In recent years, the field of AI has made progress not by deepening our understanding of intelligence, but by finding ways to “grow” AIs. Attempts to understand intelligence itself met with years of dead ends and stagnation. Now that growing powerful AIs has met with success, some people wonder whether the idea of “understanding intelligence” is just a mirage.

Perhaps there are no general principles to understand? Or perhaps the principles are too weird or too complicated for humans to ever comprehend?

At the same time, others feel that there must be something special and mystical about the human mind, something too sacred to ever be reduced to dry equations. And since intelligence isn’t already understood, perhaps true intelligence comes from this ineffable part of the human spirit.

Our own view is rather more boring than that. Intelligence is a natural phenomenon, like any other. And like many phenomena in biology, psychology, and other sciences, we’re still early into our attempts to understand it.

Many of the basic tools and concepts of modern psychology and neuroscience have only existed for a few decades. It may sound humble to say, “Science has its limits, and this is perhaps one of them.” But imagine instead telling someone that you think scientists a million years from now won’t understand much about intelligence beyond what we know in 2025. In those terms, the claim that intelligence is ineffable sounds more arrogant than the alternative.

The main reason we care about this question — “Is intelligence understandable?” — is that it bears on whether humanity could someday build a superintelligence without threatening our survival. We’ll argue, in Chapter 11, that AI today looks more like alchemy than like chemistry. But is it even possible for there to be a “chemistry” of AI?

Given that we don’t have the relevant scientific insights in hand today, it’s not trivial to establish that a “chemistry of AI” is possible! We can only guess at what a mature science of AI would look like. Given how far off we are from this today, it’s likely that many of the concepts we use in AI today would need to be refined or replaced in the course of making intellectual progress.

In spite of this, we do think that intelligence is intelligible in principle. We don’t think this is an especially hard call, even though recent decades of research show that intelligence isn’t easy to understand.

There are four basic reasons why we think this:

• Claims of ineffability have an extremely poor track record in the sciences.
• Intelligence exhibits structure and regularities.
• There’s a lot we don’t yet understand about human intelligence that should be understandable in principle.
• There has already been some progress on understanding intelligence.

Claims of Ineffability Have an Extremely Poor Track Record in the Sciences

When humanity doesn’t understand something, it can often seem intimidating and profoundly mysterious. It can be hard to imagine — or hard to appreciate emotionally! — what it would be like to deeply understand that topic in the future.

----

## THINGS TO DO
(A) Sum up the passage on whether intelligence is understandable in two sentences.
(B) Please continue the passage on whether intelligence is understandable, picking up after its final sentence.
The rows that come after this passage are separate material and have nothing to do with it.

## RECORD EXCERPTS
----

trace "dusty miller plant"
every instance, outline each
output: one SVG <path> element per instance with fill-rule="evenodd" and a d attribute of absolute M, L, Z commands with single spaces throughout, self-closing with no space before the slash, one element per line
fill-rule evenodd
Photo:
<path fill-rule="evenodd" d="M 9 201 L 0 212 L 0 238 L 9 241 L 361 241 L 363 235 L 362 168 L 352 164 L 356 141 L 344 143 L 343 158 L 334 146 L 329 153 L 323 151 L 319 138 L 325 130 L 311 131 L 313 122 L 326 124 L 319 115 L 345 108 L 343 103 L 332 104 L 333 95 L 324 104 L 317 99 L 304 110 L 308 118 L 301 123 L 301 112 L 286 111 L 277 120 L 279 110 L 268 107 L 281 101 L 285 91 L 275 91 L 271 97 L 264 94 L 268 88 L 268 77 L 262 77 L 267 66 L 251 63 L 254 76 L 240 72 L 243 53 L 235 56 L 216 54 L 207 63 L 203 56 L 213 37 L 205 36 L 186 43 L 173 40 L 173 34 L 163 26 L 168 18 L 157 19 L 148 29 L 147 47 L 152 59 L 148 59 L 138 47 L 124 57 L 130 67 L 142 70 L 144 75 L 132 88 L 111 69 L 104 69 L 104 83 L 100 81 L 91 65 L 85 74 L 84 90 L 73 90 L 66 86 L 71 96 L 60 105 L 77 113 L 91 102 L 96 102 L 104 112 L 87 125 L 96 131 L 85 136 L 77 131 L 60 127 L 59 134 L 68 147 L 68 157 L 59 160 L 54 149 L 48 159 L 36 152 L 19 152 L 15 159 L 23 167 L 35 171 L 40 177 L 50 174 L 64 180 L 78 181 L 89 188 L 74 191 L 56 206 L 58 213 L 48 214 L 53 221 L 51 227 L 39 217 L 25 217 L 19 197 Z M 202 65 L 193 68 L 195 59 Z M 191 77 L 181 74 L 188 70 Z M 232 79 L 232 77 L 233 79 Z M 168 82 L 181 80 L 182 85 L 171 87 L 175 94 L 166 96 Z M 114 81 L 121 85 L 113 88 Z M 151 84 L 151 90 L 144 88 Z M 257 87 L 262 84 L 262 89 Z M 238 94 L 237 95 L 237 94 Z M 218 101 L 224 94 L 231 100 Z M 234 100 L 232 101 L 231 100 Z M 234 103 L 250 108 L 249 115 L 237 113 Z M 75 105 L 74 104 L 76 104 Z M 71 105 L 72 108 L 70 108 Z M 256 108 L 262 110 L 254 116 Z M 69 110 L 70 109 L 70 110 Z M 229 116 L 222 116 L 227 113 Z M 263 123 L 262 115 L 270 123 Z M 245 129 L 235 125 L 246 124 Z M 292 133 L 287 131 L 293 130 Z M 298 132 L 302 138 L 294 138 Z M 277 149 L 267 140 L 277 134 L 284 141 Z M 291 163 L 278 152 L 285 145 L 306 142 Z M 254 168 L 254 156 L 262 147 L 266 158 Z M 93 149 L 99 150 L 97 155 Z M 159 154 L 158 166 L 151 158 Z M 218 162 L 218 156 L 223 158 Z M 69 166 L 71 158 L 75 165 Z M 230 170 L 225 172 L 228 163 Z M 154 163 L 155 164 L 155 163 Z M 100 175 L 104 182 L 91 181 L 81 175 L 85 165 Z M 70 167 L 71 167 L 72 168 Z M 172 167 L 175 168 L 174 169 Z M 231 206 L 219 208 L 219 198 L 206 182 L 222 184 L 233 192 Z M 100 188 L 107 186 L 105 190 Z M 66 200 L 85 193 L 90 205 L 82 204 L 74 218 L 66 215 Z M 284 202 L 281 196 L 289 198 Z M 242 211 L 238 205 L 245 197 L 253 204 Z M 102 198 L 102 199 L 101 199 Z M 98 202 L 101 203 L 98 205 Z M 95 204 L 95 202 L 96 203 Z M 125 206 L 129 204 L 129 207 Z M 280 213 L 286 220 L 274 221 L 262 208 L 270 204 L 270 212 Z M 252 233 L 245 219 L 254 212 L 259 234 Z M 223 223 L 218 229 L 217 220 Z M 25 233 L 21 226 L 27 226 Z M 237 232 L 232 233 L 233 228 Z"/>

----

## LIST OF ANSWERS
(A) AI has advanced by growing systems rather than by understanding intelligence, which leads some to doubt that intelligence can be understood at all, but the passage treats intelligence as a natural phenomenon that science is still early in studying. It holds that intelligence is intelligible in principle for four reasons: claims of ineffability have a poor track record in the sciences, intelligence shows structure and regularities, much about human intelligence should be understandable in principle, and some progress has already been made.

(B)
There was once, among philosophers and scientists, a widespread belief in vitalism — the idea that biological processes could never be reduced to mere chemistry and physics. Life seemed like something special, something incomparably different from mere atoms and molecules, mere gravity and electromagnetism.

The mistake of the vitalists has been a remarkably common one throughout history. People are quick to conclude that things which are mysterious today are inherently mysterious, unknowable even in principle.

If you look up at the night sky, and all you perceive is a dazzling field of twinkling lights whose nature and laws are unknown…then why believe that you ever could know? Why would that be an aspect of the future that was predictable?

A key lesson of history is that scientific research can handle these deep puzzles. Sometimes the mystery gets solved quickly, and sometimes it takes hundreds of years. But it seems increasingly unlikely that there are any everyday aspects of human life, such as intelligence, that could never even in principle be understood.

Intelligence Exhibits Structure and Regularities

Suppose that you lived thousands of years ago, when even phenomena like “fire” seemed like ineffable mysteries. How could you have guessed that humans might one day understand fire?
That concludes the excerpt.